> _Uraian Tugas_: Menurut berita tentang sindikat pemalsu Prakerja, dari situs apa data kependudukan diambil secara ilegal oleh sindikat tersebut?

> _Teks Kutipan_:
= = = =

Polisi Memastikan Data NIK Diambil Sindikat Pemalsu Prakerja Bukan dari Dukcapil
Siaran Dukcapil Kemendagri yang dibaca GoNEWS.co, Selasa (7/12/2021), mengutip pandangan Arief Rachman bahwa data kependudukan didapatkan para sindikat pemalsu Prakerja secara ilegal melalui web scraping secara on tap dari situs bpjsketenagakerjaan.co.id.
"Jadi bukan dari server utama yang ada di pusat basis data Dukcapil," tegas Kombes Arief Rachman dari Jakarta.
Pernyataan ini sekaligus meluruskan berita yang beredar sebelumnya bahwa modus yang digunakan sindikat itu adalah dengan menjebol database kependudukan di Dinas Kependudukan dan Pencatatan Sipil (Disdukcapil) sejumlah daerah.
Sindikat penipuan memakai data kependudukan secara ilegal untuk menjadi peserta kartu prakerja. Dalam sebulan, keuntungannya bisa mencapai Rp500 juta.

= = = =

> _Bagian Data_:
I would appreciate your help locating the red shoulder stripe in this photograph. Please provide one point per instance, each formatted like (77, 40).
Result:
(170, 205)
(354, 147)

= = = =

> _Jawaban Tugas_: Dari situs bpjsketenagakerjaan.co.id, melalui web scraping.